Work instructions – Would you please copy every line from the records that contains the word "rough"?

-- Working data follows --

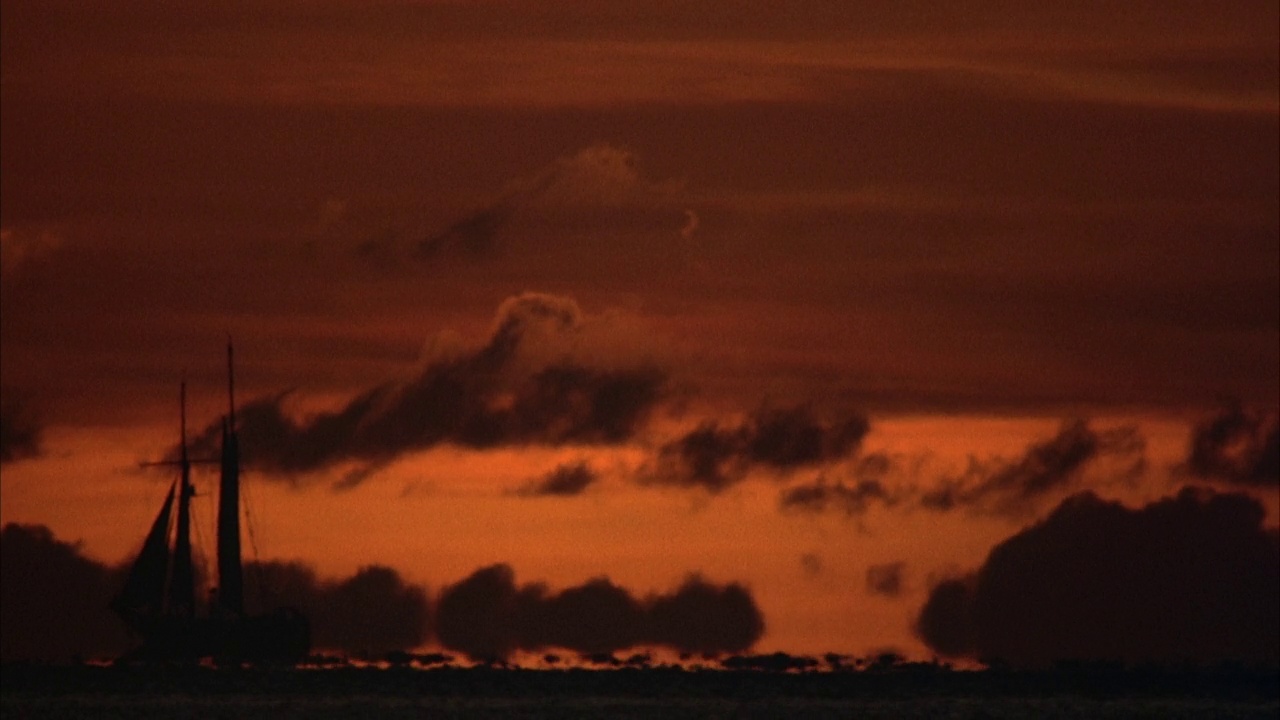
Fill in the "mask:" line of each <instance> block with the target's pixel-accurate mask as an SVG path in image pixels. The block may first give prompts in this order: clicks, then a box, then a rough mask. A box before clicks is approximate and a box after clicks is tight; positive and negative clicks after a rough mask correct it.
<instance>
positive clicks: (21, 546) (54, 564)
mask: <svg viewBox="0 0 1280 720" xmlns="http://www.w3.org/2000/svg"><path fill="white" fill-rule="evenodd" d="M120 583H123V573H122V571H120V570H119V569H116V568H109V566H106V565H104V564H101V562H99V561H96V560H93V559H91V557H87V556H84V555H83V553H82V552H81V548H79V546H78V544H74V543H68V542H64V541H60V539H58V538H56V537H54V533H52V530H50V529H49V528H46V527H44V525H19V524H14V523H10V524H6V525H5V527H4V529H3V530H0V609H3V611H0V661H4V662H10V661H19V660H29V661H49V662H67V661H69V660H72V659H73V657H83V659H92V657H114V656H116V655H119V653H122V652H123V651H124V650H127V648H128V646H129V639H128V637H127V635H125V633H124V625H123V624H122V623H120V621H119V619H118V618H116V616H115V615H113V614H111V611H110V610H109V609H108V600H109V598H110V597H111V596H113V594H115V591H116V589H118V588H119V585H120Z"/></svg>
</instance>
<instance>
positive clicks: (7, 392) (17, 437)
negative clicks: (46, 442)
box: [0, 388, 41, 464]
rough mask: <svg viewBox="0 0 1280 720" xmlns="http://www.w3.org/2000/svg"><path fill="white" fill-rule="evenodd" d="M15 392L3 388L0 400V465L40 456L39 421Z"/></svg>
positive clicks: (12, 389)
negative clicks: (15, 461) (31, 457)
mask: <svg viewBox="0 0 1280 720" xmlns="http://www.w3.org/2000/svg"><path fill="white" fill-rule="evenodd" d="M14 393H15V391H13V389H12V388H5V391H4V397H3V398H0V464H8V462H14V461H17V460H24V459H28V457H36V456H38V455H40V451H41V447H40V436H41V427H40V421H38V420H37V418H36V416H35V414H33V413H32V409H31V404H29V402H28V401H27V400H26V398H24V397H23V396H20V395H18V396H15V395H14Z"/></svg>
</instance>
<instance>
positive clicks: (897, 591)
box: [867, 561, 906, 597]
mask: <svg viewBox="0 0 1280 720" xmlns="http://www.w3.org/2000/svg"><path fill="white" fill-rule="evenodd" d="M905 570H906V562H904V561H897V562H886V564H883V565H872V566H870V568H868V569H867V592H869V593H872V594H879V596H884V597H899V596H901V594H902V573H904V571H905Z"/></svg>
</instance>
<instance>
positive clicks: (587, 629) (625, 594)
mask: <svg viewBox="0 0 1280 720" xmlns="http://www.w3.org/2000/svg"><path fill="white" fill-rule="evenodd" d="M763 632H764V619H763V618H762V615H760V611H759V609H758V607H756V605H755V600H754V598H753V597H751V593H750V591H748V589H746V588H745V587H742V585H739V584H733V583H731V584H726V585H717V584H713V583H709V582H707V580H704V579H701V578H699V577H691V578H689V579H687V580H685V583H684V584H682V585H680V587H678V588H677V589H675V591H673V592H669V593H663V594H655V596H650V597H646V598H643V600H637V598H636V597H634V596H632V594H631V593H630V592H627V591H626V589H625V588H621V587H618V585H616V584H613V583H612V582H611V580H609V579H607V578H596V579H593V580H589V582H586V583H584V584H581V585H576V587H571V588H566V589H563V591H559V592H552V591H549V589H548V588H547V585H543V584H536V583H534V584H524V585H517V584H516V578H515V573H513V571H512V569H511V568H509V566H507V565H492V566H489V568H484V569H480V570H477V571H475V573H474V574H471V575H470V577H468V578H466V579H463V580H462V582H460V583H457V584H454V585H449V587H448V588H445V589H444V591H443V592H442V593H440V600H439V603H438V606H436V634H438V637H439V641H440V643H442V644H443V646H444V647H447V648H449V650H454V651H460V652H463V653H466V655H467V656H470V657H472V659H477V660H500V659H504V657H507V656H508V655H511V653H512V652H515V651H517V650H530V651H535V650H544V648H563V650H571V651H577V652H581V653H607V652H613V651H618V650H625V648H628V647H635V646H666V647H671V648H675V650H678V651H682V652H698V653H721V652H740V651H744V650H746V648H749V647H751V644H754V643H755V641H756V639H759V637H760V634H762V633H763Z"/></svg>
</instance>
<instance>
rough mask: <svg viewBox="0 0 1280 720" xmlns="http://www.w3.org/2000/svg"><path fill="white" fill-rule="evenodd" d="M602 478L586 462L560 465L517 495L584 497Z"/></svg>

-- Working data concluded --

Response –
Fill in the "mask:" line of each <instance> block with the target's pixel-accurate mask as an SVG path in image pixels. The block may first give prompts in this order: clicks, then a box, then a rough mask. A box before clicks is approximate and a box after clicks is tight; positive and negative clicks after a rough mask correct it.
rough mask: <svg viewBox="0 0 1280 720" xmlns="http://www.w3.org/2000/svg"><path fill="white" fill-rule="evenodd" d="M15 392L3 388L0 400V465L40 456L39 421Z"/></svg>
rough mask: <svg viewBox="0 0 1280 720" xmlns="http://www.w3.org/2000/svg"><path fill="white" fill-rule="evenodd" d="M602 478L586 462L560 465L517 495L584 497Z"/></svg>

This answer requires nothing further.